### EXTRACTED MATERIAL
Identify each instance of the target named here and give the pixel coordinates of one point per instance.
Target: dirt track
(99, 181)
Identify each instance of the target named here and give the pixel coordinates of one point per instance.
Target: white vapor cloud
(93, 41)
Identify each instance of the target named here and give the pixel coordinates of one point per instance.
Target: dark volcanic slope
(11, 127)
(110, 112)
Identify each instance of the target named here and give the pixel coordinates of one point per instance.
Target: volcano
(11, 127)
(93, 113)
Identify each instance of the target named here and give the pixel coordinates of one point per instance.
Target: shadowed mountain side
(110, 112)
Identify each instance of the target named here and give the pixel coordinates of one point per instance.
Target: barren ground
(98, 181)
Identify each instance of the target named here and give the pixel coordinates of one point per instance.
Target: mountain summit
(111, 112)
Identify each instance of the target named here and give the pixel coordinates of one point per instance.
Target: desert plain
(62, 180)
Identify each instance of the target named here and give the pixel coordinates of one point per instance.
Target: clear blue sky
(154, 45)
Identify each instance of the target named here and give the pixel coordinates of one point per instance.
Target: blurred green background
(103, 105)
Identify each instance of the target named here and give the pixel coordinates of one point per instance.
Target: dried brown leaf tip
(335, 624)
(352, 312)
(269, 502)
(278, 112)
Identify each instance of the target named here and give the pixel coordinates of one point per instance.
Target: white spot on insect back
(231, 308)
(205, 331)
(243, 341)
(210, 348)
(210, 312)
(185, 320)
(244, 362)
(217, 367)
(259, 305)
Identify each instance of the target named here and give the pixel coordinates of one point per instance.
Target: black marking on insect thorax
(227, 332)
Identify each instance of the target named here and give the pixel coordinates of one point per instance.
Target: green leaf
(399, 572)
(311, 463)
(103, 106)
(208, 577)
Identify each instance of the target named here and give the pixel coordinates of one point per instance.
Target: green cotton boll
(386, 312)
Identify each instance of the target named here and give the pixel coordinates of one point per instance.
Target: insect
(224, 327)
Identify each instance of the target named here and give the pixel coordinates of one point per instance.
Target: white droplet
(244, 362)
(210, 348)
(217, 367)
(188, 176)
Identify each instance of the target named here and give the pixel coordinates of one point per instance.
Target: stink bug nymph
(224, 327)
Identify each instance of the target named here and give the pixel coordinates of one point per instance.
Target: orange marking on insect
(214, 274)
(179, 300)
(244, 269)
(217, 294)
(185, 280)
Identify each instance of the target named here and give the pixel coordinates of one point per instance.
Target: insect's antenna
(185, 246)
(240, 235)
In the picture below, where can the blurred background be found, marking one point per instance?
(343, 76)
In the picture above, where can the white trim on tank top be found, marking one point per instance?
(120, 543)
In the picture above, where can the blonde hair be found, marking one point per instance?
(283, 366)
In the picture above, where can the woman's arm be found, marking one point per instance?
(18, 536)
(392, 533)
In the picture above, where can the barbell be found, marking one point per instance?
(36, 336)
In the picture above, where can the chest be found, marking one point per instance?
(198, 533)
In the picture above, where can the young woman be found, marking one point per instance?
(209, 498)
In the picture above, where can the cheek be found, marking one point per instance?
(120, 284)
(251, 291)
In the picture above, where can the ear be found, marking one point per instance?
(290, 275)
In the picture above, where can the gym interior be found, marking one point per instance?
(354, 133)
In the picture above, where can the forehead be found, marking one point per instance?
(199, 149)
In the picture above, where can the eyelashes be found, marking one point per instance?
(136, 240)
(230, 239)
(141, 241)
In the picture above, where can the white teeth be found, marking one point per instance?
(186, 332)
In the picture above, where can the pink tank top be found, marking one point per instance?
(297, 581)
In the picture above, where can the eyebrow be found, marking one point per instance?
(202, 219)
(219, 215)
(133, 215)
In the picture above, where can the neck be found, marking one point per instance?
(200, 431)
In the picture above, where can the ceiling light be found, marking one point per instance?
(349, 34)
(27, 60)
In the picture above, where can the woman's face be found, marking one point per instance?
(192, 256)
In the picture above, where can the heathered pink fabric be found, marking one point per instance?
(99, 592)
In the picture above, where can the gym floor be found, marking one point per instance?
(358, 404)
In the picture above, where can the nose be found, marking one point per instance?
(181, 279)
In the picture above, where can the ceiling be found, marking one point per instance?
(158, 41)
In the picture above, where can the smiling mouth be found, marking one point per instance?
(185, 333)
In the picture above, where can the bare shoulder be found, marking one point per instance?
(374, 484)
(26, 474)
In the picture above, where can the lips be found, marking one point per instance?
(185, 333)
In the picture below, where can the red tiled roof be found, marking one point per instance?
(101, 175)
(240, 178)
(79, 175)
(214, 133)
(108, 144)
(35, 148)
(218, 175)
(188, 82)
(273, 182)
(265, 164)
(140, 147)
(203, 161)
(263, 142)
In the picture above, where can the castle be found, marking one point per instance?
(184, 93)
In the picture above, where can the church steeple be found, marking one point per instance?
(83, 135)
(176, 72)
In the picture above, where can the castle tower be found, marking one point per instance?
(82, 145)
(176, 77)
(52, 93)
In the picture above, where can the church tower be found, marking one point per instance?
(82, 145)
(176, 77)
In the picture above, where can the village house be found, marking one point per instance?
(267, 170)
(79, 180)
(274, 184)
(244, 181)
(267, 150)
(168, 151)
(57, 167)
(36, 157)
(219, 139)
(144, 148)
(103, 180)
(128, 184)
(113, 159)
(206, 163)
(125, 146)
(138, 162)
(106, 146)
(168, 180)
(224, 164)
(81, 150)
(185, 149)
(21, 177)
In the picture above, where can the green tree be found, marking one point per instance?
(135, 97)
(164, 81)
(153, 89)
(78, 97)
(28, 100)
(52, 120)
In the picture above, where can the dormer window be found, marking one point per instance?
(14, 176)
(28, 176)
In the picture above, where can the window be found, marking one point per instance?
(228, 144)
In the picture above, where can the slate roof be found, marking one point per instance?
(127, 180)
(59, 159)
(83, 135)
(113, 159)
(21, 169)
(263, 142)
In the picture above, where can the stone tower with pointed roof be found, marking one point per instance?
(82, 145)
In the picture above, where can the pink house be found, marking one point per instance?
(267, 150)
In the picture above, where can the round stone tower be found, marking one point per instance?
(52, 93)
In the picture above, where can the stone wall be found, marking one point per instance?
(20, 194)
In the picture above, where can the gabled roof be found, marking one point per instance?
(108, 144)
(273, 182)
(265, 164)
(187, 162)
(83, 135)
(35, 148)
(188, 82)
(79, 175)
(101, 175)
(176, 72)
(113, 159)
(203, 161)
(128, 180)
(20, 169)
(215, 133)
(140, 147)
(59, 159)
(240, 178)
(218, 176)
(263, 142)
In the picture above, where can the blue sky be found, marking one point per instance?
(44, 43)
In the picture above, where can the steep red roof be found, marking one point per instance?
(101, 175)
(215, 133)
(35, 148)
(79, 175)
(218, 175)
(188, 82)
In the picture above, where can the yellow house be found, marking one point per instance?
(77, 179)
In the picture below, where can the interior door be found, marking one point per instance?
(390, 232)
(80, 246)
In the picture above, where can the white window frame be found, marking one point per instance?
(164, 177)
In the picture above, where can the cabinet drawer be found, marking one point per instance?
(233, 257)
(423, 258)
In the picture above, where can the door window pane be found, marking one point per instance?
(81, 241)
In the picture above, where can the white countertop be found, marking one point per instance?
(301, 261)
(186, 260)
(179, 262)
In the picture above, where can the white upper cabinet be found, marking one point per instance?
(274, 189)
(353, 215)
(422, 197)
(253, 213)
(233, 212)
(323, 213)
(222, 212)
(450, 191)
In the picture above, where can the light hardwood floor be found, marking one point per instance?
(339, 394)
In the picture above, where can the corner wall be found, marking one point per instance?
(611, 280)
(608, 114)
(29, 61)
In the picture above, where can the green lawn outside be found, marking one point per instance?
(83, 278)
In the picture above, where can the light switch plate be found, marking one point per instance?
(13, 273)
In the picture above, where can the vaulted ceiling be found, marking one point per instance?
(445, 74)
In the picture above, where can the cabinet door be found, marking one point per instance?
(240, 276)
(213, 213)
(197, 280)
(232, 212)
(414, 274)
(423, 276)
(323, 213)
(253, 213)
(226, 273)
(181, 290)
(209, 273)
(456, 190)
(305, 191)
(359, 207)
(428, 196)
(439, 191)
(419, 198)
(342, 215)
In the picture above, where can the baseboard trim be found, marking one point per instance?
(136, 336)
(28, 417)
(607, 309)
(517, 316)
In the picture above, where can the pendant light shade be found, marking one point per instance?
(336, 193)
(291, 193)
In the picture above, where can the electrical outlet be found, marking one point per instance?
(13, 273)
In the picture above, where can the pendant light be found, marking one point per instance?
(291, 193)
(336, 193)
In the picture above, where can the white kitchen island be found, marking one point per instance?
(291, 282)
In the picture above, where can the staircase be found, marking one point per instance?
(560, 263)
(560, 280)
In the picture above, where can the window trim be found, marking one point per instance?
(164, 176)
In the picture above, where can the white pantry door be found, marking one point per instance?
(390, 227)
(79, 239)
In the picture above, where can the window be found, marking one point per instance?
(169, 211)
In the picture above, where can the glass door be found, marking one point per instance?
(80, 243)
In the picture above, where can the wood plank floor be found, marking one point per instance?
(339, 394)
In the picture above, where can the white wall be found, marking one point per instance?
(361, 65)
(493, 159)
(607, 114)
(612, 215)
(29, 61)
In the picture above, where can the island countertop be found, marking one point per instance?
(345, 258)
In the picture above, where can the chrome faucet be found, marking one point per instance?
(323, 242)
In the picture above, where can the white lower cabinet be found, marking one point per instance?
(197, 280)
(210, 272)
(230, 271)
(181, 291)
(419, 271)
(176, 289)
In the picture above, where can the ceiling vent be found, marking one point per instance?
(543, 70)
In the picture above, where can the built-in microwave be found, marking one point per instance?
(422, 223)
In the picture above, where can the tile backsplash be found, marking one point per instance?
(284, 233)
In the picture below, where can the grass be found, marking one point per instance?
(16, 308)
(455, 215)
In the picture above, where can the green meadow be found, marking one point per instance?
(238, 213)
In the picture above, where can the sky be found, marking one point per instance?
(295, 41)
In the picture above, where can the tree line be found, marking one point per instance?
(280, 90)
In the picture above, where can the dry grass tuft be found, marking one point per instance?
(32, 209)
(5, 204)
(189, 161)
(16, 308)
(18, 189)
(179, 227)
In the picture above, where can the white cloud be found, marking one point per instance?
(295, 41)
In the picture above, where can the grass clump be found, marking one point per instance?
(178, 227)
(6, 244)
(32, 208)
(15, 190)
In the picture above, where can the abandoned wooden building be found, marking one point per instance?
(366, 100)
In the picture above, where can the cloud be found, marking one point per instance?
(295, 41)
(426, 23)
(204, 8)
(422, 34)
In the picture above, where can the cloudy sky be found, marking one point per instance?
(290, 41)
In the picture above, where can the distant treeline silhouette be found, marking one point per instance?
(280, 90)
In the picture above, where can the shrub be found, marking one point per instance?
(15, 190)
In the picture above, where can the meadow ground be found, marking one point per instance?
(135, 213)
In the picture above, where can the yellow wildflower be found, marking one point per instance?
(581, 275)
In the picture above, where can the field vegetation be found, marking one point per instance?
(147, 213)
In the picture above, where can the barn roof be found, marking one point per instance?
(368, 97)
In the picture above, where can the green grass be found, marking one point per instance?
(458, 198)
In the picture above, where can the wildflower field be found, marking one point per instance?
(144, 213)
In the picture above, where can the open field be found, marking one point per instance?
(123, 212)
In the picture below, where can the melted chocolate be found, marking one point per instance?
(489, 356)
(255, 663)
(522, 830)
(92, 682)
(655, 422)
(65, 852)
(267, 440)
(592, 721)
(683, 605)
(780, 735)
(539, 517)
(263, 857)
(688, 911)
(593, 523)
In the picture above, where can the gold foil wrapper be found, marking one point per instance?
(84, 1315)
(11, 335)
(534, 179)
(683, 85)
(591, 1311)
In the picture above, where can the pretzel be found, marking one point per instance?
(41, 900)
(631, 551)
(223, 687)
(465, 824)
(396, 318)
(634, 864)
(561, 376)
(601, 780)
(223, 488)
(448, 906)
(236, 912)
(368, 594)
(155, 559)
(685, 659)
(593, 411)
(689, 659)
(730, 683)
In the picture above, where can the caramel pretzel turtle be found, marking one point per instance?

### TASK
Repeat word for word each line from the one with "In the picture above, where can the shrub" to the end of the records above, inclusive.

### COMPLETED EXERCISE
In the picture above, where can the shrub be found, marking one point per instance?
(15, 190)
In the picture above, where can the meadow ground be found, marking one point per instance?
(135, 213)
In the picture above, where can the yellow wildflower be found, marking one point per instance?
(581, 275)
In the picture above, where can the field vegetation be found, marking one point per instance?
(147, 213)
In the picture above, where can the barn roof be found, marking one point per instance?
(368, 97)
In the picture above, where can the green grass be found, marking one point per instance?
(458, 198)
In the picture above, where can the wildflower field be found, marking one point per instance?
(144, 213)
In the picture above, where can the open field be found, marking one point per instance?
(123, 212)
In the picture below, where can the melted chocolate be found, marking one point per instance?
(489, 356)
(255, 663)
(522, 830)
(92, 682)
(655, 422)
(65, 852)
(267, 440)
(592, 721)
(683, 605)
(780, 735)
(539, 517)
(263, 857)
(688, 911)
(593, 523)
In the picture above, where can the gold foil wrapper be found, marking one point per instance?
(84, 1315)
(11, 335)
(534, 179)
(683, 85)
(591, 1311)
In the picture above, where can the pretzel be found, marking one point per instance?
(41, 900)
(631, 551)
(223, 687)
(465, 824)
(396, 318)
(634, 864)
(561, 376)
(601, 780)
(223, 488)
(448, 906)
(236, 912)
(368, 594)
(155, 559)
(685, 659)
(593, 411)
(689, 659)
(730, 683)
In the picture above, where can the caramel pretzel turtle be found, marking one point per instance?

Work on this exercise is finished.